> [Task instructions]: Wherever a line holds the word "reef", copy that line from the data.

> [Input data]:
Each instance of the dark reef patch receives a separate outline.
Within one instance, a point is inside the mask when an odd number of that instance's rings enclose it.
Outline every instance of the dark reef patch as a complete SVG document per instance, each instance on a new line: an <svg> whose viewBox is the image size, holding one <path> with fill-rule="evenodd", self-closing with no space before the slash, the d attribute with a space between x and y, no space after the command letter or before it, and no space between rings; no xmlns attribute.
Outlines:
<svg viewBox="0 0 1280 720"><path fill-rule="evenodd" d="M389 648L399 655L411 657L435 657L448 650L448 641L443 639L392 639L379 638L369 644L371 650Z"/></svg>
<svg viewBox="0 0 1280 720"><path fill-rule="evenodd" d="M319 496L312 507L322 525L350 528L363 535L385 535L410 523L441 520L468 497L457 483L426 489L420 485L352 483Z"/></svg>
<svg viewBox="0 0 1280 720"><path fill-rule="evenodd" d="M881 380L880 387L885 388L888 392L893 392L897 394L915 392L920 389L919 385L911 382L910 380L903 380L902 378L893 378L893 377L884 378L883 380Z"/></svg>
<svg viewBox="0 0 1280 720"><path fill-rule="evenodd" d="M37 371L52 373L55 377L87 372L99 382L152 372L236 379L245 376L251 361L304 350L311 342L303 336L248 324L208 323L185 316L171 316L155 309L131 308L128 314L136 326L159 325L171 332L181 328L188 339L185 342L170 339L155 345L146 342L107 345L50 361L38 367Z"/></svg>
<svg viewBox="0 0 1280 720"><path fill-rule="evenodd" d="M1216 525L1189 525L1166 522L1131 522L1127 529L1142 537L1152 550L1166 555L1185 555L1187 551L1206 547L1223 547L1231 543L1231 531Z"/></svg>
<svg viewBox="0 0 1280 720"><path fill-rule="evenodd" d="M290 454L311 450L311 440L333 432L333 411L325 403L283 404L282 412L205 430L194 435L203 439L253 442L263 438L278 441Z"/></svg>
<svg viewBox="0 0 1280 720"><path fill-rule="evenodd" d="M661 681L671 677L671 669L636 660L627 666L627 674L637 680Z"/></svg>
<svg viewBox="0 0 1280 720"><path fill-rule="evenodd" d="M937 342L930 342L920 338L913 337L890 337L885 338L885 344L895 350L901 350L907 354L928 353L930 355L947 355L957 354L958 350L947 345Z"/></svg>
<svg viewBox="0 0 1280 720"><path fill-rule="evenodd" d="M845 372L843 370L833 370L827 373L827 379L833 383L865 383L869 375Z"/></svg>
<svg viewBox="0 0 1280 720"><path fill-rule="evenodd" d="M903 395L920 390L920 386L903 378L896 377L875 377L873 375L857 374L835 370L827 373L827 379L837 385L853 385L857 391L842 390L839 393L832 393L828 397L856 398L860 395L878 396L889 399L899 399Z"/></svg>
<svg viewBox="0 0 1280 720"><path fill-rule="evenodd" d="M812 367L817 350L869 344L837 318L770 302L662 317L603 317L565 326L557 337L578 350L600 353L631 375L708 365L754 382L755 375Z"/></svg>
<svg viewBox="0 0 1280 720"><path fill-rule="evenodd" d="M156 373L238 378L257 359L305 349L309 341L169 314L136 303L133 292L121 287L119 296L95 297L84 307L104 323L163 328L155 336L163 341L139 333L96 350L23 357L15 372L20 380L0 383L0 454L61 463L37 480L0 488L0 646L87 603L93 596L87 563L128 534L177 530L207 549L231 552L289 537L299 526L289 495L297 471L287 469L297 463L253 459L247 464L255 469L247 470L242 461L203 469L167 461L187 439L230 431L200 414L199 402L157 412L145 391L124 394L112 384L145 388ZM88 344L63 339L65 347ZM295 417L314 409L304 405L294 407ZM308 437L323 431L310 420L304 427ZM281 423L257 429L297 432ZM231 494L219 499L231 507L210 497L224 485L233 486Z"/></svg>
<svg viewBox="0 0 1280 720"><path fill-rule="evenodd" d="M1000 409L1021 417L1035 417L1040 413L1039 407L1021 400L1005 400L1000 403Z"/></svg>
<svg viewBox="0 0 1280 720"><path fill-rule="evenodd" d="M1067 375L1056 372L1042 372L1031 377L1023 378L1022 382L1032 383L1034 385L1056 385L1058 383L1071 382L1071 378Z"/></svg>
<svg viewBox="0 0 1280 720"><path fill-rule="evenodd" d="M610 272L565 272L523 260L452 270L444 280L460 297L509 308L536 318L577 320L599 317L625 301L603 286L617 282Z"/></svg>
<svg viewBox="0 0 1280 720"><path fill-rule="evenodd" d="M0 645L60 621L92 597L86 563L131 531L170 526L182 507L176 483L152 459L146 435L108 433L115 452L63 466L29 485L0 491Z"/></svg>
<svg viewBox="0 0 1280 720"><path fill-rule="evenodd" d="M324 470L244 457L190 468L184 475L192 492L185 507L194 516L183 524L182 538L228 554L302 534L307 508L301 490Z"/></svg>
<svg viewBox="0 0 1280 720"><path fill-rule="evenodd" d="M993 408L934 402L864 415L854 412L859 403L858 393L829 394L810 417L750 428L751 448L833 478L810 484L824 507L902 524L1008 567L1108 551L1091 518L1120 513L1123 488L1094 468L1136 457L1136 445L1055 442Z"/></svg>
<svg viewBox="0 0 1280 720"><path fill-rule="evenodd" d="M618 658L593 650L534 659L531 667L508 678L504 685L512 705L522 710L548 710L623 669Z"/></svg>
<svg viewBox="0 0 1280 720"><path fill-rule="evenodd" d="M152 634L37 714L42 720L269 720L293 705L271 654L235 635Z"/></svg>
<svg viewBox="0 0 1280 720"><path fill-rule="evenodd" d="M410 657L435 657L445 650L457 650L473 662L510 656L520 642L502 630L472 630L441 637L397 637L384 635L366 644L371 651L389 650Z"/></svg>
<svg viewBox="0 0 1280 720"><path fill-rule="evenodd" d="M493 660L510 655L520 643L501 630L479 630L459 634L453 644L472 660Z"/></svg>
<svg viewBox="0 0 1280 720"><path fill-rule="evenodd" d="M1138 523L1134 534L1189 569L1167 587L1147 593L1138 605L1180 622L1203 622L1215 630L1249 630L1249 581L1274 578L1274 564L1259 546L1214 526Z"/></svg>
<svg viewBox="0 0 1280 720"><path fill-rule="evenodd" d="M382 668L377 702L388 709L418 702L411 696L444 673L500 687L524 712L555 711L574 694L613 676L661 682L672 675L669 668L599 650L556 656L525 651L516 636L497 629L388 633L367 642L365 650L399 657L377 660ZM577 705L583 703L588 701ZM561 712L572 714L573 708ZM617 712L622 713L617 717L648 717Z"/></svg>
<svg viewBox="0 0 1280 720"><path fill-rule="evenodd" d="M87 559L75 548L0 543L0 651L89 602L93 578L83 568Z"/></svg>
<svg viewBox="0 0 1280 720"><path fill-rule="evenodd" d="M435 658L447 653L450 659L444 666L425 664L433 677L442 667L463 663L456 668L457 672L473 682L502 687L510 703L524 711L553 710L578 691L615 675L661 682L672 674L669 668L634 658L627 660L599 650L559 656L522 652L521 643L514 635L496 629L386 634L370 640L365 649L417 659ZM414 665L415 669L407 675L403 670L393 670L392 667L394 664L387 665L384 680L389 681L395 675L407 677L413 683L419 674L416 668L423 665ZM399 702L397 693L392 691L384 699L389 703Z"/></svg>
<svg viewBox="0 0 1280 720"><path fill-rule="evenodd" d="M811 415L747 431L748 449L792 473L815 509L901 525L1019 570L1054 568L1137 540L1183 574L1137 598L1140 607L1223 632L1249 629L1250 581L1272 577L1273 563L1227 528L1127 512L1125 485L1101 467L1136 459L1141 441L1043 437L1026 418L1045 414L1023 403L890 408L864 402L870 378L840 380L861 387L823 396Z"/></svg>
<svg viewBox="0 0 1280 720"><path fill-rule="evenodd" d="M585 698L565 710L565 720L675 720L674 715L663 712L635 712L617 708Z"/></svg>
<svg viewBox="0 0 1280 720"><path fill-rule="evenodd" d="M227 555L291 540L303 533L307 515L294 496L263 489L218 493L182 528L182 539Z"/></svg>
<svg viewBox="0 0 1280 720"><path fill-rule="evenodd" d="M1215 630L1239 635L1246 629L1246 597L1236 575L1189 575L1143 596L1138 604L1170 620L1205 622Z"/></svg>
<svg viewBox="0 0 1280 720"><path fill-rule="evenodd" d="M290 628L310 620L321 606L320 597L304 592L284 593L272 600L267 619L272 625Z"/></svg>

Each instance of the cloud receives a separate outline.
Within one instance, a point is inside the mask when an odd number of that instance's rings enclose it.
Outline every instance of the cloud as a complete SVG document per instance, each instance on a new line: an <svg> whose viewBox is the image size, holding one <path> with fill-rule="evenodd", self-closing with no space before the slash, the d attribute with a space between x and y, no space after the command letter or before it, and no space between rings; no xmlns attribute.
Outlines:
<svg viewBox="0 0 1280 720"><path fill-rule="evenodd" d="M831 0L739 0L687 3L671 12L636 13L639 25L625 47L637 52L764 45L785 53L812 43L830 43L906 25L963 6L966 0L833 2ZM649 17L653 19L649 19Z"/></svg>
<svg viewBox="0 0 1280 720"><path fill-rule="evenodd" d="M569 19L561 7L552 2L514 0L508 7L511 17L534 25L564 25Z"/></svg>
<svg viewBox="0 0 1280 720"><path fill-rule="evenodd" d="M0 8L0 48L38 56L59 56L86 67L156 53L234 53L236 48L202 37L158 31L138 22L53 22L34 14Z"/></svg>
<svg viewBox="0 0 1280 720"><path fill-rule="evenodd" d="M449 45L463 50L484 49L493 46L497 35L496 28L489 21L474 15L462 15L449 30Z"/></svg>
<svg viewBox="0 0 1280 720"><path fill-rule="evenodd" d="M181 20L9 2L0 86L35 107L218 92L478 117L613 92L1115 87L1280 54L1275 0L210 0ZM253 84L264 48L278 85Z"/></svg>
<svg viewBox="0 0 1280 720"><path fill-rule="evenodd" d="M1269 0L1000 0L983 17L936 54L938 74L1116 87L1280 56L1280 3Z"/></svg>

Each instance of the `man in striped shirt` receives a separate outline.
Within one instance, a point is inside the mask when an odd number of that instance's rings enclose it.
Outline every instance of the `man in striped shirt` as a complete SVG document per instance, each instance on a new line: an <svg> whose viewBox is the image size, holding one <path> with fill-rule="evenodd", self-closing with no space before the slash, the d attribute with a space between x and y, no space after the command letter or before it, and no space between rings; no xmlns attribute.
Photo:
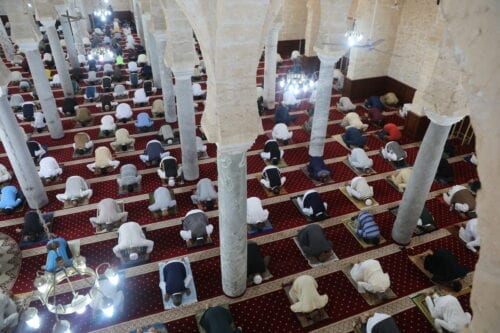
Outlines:
<svg viewBox="0 0 500 333"><path fill-rule="evenodd" d="M363 211L359 213L355 224L356 235L365 242L378 245L380 241L380 229L370 212Z"/></svg>

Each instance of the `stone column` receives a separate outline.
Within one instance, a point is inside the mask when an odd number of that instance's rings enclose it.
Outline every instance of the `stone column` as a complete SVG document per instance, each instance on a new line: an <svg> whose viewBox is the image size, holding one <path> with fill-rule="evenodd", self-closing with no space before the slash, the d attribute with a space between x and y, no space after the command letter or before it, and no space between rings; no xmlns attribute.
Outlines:
<svg viewBox="0 0 500 333"><path fill-rule="evenodd" d="M179 110L179 134L182 152L182 173L186 180L199 177L198 153L196 152L196 122L194 117L192 68L174 68L175 96Z"/></svg>
<svg viewBox="0 0 500 333"><path fill-rule="evenodd" d="M163 109L165 110L165 121L167 123L177 122L177 111L175 106L175 92L172 70L165 63L165 46L167 38L163 33L155 32L154 39L158 51L158 67L160 68L161 93L163 97Z"/></svg>
<svg viewBox="0 0 500 333"><path fill-rule="evenodd" d="M57 74L59 74L59 78L61 79L64 97L73 97L75 95L73 84L71 83L69 69L64 59L64 52L59 41L59 35L57 34L54 24L44 23L44 26L46 27L47 36L49 37L50 49L52 50L52 56L54 56L54 62L56 63Z"/></svg>
<svg viewBox="0 0 500 333"><path fill-rule="evenodd" d="M222 290L241 296L247 280L247 144L217 144Z"/></svg>
<svg viewBox="0 0 500 333"><path fill-rule="evenodd" d="M147 50L147 54L149 54L149 62L151 63L151 70L153 71L153 84L156 88L161 88L161 70L159 61L163 60L163 56L159 56L158 41L155 38L156 33L149 31L148 35L149 50Z"/></svg>
<svg viewBox="0 0 500 333"><path fill-rule="evenodd" d="M425 111L425 113L431 122L418 150L413 172L403 194L396 222L392 227L392 239L401 245L407 245L411 241L436 176L450 128L462 119L438 115L431 111Z"/></svg>
<svg viewBox="0 0 500 333"><path fill-rule="evenodd" d="M266 39L264 59L264 104L274 109L276 100L276 52L278 50L278 33L281 24L275 24Z"/></svg>
<svg viewBox="0 0 500 333"><path fill-rule="evenodd" d="M38 52L38 49L34 49L25 51L25 53L28 65L30 66L33 82L35 83L36 92L38 93L38 99L42 106L45 120L47 121L50 137L52 139L61 139L64 137L64 130L61 118L59 118L59 112L57 112L56 100L52 94L49 80L45 75L40 52Z"/></svg>
<svg viewBox="0 0 500 333"><path fill-rule="evenodd" d="M88 6L85 0L77 0L76 5L78 8L80 8L80 13L82 14L82 17L85 22L85 28L87 29L88 33L92 33L92 24L89 19L89 10Z"/></svg>
<svg viewBox="0 0 500 333"><path fill-rule="evenodd" d="M321 60L321 64L319 67L318 82L316 83L317 93L316 103L314 104L309 156L323 156L332 96L333 70L335 63L339 59L338 56L334 56L320 49L316 49L316 52Z"/></svg>
<svg viewBox="0 0 500 333"><path fill-rule="evenodd" d="M5 26L3 25L3 21L0 20L0 44L2 45L3 53L5 54L5 58L8 61L12 61L14 59L14 54L16 53L14 50L14 45L10 41L9 35L5 30Z"/></svg>
<svg viewBox="0 0 500 333"><path fill-rule="evenodd" d="M61 16L61 28L64 34L64 41L66 42L66 51L68 52L69 63L73 68L80 67L80 63L78 62L78 53L75 46L75 39L73 38L70 22L67 17Z"/></svg>
<svg viewBox="0 0 500 333"><path fill-rule="evenodd" d="M7 87L2 87L0 90L0 118L2 118L0 139L28 205L31 209L42 208L49 203L47 193L45 193L42 180L36 171L23 133L10 108L7 95L3 93L7 91Z"/></svg>
<svg viewBox="0 0 500 333"><path fill-rule="evenodd" d="M149 61L151 61L151 45L149 42L149 32L147 30L148 22L151 19L151 15L149 13L142 13L141 14L141 20L142 20L142 34L144 36L144 39L141 39L141 43L146 49L146 55L148 56Z"/></svg>
<svg viewBox="0 0 500 333"><path fill-rule="evenodd" d="M141 10L139 9L139 0L133 0L133 9L134 9L134 21L135 21L135 29L137 30L137 34L141 38L141 43L144 43L144 29L142 27L142 15Z"/></svg>

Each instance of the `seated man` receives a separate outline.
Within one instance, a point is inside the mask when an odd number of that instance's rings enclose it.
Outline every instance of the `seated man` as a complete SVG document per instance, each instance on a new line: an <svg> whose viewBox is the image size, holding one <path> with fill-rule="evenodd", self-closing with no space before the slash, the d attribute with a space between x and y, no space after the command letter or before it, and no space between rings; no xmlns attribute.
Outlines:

> [Final answer]:
Each instance of the dark reef patch receives a separate outline.
Outline every instance of the dark reef patch as a complete SVG document per instance, each instance on a new line: an <svg> whose viewBox is the image size, holding one <path> with fill-rule="evenodd", self-closing with no space before the slash, the d attribute with a space between x and y, no space after the command letter or before it, and no space between rings; no xmlns attribute.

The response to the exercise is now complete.